Estimates provided over various confounding simulation scenarios. General simulation parameters: gene-length = 20Kb, baseline mutation rate = 0.001 per person per 1Kb. Left Plot: type I error rate for Ncases = Ncontrols = 1000 and combinations of case-control confounding (mid level) and gene confounding (low level); dashed line represents expected type I error rate of 0.05 and dotted lines represent 95% confidence interval around the expected type I error rate. (A) Null simulation with no case-control or gene confounding bias; (B) gene-confounding; (C) gene-confounding only in cases; (D) case-control confounding; (E) case-control confounding and gene confounding; (F) case-control confounding and gene confounding only in cases. Right Plot: power for an effect size of 2 for case-control LRT (Ncases = 500; Ncontrols = 500) and ProxECAT (Ncases = 1000) and various external controls sample size. Dashed line is the case-control LRT power and dotted lines represent 95% confidence interval around the estimated power for case-control LRT.

* [Excerpted records]
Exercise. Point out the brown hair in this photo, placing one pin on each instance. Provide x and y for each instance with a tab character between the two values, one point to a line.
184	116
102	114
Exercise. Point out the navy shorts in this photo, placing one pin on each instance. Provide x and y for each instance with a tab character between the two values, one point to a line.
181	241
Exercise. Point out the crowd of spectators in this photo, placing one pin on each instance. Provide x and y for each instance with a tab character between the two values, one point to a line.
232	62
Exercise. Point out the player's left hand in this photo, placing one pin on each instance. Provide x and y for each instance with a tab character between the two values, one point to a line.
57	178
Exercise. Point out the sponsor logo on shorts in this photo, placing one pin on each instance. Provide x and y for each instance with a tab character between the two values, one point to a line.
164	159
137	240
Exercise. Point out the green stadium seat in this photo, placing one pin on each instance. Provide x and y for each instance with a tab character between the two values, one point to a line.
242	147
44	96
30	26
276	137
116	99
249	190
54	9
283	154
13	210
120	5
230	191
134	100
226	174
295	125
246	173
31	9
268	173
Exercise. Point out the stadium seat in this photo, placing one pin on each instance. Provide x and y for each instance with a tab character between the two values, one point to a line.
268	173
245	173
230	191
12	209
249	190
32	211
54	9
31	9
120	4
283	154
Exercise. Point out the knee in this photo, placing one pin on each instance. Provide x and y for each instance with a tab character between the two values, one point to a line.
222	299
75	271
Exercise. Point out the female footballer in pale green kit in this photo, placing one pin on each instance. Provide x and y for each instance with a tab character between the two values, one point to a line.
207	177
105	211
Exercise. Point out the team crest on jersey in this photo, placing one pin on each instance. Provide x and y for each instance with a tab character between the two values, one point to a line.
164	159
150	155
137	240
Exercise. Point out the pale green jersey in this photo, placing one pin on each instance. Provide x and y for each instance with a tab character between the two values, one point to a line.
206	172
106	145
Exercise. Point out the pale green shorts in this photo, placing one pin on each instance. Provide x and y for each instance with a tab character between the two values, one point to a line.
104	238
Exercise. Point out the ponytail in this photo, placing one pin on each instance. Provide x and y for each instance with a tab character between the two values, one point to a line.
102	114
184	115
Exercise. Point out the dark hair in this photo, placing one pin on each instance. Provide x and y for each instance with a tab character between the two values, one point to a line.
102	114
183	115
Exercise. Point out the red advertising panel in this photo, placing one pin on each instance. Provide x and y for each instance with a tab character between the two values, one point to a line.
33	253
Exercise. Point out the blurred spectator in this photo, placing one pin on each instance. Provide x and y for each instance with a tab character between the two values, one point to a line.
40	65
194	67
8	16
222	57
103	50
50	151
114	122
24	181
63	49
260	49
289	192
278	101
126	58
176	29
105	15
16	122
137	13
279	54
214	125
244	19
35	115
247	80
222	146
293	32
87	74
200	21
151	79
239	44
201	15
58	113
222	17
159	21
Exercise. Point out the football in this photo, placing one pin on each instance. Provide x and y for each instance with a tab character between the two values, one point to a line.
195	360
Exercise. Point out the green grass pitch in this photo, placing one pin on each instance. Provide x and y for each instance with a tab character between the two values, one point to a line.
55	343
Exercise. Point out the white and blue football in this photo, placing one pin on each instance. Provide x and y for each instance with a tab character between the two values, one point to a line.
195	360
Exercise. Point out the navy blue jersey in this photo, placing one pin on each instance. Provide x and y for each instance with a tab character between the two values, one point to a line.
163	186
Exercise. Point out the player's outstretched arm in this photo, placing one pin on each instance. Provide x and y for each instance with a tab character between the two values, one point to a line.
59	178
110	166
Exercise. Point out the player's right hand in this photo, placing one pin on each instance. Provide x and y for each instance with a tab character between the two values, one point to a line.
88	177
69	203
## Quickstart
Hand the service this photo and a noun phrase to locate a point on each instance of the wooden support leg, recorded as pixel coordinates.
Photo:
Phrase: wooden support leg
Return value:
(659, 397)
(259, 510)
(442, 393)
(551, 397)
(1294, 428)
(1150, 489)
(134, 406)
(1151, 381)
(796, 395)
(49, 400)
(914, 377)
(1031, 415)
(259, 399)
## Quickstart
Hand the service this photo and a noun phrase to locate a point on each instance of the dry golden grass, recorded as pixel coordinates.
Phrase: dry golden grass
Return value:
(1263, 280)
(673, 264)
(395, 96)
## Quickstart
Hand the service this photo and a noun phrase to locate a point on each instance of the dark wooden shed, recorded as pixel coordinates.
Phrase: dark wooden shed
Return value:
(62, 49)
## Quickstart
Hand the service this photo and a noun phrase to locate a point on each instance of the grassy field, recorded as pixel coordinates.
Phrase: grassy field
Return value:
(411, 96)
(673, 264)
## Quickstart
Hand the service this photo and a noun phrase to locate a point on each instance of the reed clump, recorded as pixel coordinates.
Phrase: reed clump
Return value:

* [Required tasks]
(A) According to the caption, what do the dashed line and the dotted lines in the left plot represent? Answer in one to three sentences.
(B) Turn the caption paragraph beginning "Estimates provided over various confounding simulation scenarios" into a shorter bulleted list that keeps its main facts.
Rely only on the caption for these answers.

* [Results for each task]
(A) In the left plot, the dashed line marks the expected type I error rate of 0.05. The dotted lines mark the 95% confidence interval around that expected rate.

(B)
- Estimates come from various confounding simulation scenarios with gene length 20Kb and a baseline mutation rate of 0.001 per person per 1Kb.
- Left plot: type I error rate with 1000 cases and 1000 controls, under combinations of mid-level case-control confounding and low-level gene confounding. The dashed line is the expected rate of 0.05, and the dotted lines are its 95% confidence interval.
- Scenarios: (A) null, no confounding; (B) gene confounding; (C) gene confounding only in cases; (D) case-control confounding; (E) case-control and gene confounding; (F) case-control confounding and gene confounding only in cases.
- Right plot: power at effect size 2 for case-control LRT (500 cases, 500 controls) and ProxECAT (1000 cases) across various external control sample sizes. The dashed line is the case-control LRT power, and the dotted lines are its 95% confidence interval.